Exercise objective
Write out the following records exactly, each one in full.

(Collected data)
---
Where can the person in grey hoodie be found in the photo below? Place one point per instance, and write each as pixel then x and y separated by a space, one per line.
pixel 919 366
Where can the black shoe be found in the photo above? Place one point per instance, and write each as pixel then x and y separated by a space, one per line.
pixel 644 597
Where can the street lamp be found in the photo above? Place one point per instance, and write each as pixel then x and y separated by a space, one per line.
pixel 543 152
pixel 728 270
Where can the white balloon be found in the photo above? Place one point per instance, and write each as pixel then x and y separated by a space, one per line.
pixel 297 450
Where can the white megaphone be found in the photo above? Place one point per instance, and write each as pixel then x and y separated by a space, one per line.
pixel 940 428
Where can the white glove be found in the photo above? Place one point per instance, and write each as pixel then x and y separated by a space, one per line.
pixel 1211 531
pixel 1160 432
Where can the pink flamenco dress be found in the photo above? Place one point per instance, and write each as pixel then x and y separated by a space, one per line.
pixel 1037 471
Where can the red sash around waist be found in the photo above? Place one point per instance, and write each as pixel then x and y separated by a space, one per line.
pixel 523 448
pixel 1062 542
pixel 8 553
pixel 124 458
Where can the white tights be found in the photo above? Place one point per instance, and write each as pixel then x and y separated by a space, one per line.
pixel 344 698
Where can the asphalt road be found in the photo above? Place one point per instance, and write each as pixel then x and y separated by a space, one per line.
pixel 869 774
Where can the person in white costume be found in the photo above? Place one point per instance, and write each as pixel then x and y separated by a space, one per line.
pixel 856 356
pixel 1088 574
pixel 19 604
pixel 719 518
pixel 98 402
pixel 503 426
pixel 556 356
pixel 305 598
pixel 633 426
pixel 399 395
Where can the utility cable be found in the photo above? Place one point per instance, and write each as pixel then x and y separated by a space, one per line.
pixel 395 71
---
Your response
Where can the person in grey hoodie be found in the photo below? Place one point per instance, and write each as pixel then x and y separated by a space, one per line.
pixel 919 366
Where can the black shoe be found in the photo above? Place one point per instance, and write each as pixel then x and y separated by a space, one per line.
pixel 644 597
Where can the street lamp be found in the photo above? Place one point per instance, and write each as pixel then x and y separated by a space, one per line.
pixel 543 152
pixel 728 270
Where can the white balloon be found in the photo above? Place one point per instance, and write each as pixel then x and y separated by a space, one per line.
pixel 297 450
Where can the white megaphone be found in the photo above? Place one point per instance, and write each as pixel then x and y separated by a space, one per line.
pixel 940 428
Where can the white glove be found in the photo above? Place one point per instance, and write each as pixel then x and y separated by a space, one per line.
pixel 1211 531
pixel 1160 432
Where can the pink flamenco dress be found in the photo above? Place one point per instance, and write each as pixel then x and y separated by a space, one per line.
pixel 1037 471
Where can the red sash around waist be found in the photo above? Place one point per instance, and write each as pixel then x and y separated by a space, one per line.
pixel 523 448
pixel 1062 542
pixel 8 553
pixel 124 458
Where can the white tights be found in the photo above? Place one point per instance, and write each as pixel then x and y separated by a space, one per line.
pixel 344 698
Where can the asphalt road be found in the photo above? Place one point per instance, and write each as pixel then x and y separated by a space, one per line.
pixel 869 774
Where can the person in white costume be found in the photo above? Place one point per instance, and write each as pixel then x and y separated by a space, one per line.
pixel 856 356
pixel 1088 574
pixel 19 604
pixel 719 518
pixel 98 402
pixel 503 426
pixel 556 356
pixel 305 598
pixel 633 426
pixel 399 395
Where can the utility cable be found in the photo above? Place one point per instance, and write each as pixel then x and y separated by a space, one per line.
pixel 395 71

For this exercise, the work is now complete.